#### [Problem description]
Please find every line in the entries below that contains the string "face" and copy each one in full. Matching is case-sensitive.

= = =

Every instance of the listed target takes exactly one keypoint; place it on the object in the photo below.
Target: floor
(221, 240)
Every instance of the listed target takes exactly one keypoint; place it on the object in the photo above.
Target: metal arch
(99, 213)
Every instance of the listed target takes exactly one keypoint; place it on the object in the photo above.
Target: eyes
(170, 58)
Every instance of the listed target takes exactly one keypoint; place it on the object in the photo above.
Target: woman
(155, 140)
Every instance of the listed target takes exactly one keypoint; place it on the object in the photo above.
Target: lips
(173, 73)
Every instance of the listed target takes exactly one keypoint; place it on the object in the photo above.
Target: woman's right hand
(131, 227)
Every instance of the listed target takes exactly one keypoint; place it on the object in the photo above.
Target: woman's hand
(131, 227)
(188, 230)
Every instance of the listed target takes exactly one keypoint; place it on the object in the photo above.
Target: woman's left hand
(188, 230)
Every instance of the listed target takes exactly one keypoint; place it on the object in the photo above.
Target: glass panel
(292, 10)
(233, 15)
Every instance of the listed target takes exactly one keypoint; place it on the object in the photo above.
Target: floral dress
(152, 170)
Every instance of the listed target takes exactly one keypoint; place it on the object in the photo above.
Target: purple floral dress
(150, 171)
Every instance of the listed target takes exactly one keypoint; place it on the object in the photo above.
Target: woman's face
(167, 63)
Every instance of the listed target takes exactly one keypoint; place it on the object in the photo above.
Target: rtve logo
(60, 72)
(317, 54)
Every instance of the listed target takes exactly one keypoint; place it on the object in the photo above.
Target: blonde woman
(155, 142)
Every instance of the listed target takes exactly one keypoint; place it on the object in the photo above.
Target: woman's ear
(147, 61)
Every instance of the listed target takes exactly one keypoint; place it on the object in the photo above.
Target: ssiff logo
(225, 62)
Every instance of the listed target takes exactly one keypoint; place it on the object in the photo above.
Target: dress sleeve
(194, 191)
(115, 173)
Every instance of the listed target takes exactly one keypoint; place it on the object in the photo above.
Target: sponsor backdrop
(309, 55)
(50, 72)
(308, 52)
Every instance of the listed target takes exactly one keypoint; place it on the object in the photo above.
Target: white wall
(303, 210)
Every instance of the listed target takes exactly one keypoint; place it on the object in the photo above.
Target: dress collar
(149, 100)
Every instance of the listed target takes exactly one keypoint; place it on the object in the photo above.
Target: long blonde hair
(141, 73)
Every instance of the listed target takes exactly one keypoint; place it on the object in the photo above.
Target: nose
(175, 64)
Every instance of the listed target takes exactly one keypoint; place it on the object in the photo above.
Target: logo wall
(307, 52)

= = =

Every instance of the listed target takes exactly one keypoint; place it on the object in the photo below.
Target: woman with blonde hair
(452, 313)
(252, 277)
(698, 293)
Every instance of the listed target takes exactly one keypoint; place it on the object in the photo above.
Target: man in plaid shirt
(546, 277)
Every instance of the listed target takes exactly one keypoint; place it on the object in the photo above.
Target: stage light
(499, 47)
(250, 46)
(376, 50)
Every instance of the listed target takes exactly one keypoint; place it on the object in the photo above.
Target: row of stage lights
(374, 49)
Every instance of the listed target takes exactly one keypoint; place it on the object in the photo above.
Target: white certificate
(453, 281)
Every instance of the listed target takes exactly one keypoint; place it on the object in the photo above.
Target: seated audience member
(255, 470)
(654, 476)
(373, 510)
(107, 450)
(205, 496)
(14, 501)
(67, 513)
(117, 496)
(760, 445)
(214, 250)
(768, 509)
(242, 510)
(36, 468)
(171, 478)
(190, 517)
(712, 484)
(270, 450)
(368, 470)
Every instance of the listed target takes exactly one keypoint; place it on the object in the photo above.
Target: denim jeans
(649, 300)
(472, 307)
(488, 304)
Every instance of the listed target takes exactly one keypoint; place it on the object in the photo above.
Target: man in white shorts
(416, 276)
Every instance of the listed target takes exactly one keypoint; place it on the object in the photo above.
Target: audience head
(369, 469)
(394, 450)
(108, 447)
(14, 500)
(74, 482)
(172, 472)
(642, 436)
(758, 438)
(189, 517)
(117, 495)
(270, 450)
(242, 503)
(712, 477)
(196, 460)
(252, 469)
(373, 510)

= = =

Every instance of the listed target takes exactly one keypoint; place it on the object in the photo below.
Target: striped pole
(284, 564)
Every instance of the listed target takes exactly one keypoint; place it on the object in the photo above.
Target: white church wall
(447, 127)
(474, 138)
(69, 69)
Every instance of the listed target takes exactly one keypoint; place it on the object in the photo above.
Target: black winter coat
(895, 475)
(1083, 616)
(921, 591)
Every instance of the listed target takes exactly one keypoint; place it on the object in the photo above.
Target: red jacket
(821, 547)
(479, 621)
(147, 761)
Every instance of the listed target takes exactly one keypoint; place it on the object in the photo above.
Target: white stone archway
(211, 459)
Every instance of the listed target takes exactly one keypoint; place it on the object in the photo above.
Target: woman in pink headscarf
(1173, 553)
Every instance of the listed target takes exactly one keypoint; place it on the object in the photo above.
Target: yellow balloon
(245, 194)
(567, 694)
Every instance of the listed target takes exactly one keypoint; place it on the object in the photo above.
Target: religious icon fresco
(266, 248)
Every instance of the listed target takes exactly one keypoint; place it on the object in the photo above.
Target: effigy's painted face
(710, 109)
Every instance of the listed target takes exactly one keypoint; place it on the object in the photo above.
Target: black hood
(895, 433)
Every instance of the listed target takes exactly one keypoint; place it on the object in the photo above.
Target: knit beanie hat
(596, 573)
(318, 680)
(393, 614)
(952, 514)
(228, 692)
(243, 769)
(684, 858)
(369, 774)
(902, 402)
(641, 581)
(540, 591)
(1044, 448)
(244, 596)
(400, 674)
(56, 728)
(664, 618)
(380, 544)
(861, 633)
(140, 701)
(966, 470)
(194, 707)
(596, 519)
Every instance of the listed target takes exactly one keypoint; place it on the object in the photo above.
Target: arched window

= = =

#### [Solution for this exercise]
Target: woman's face
Target: effigy's painted face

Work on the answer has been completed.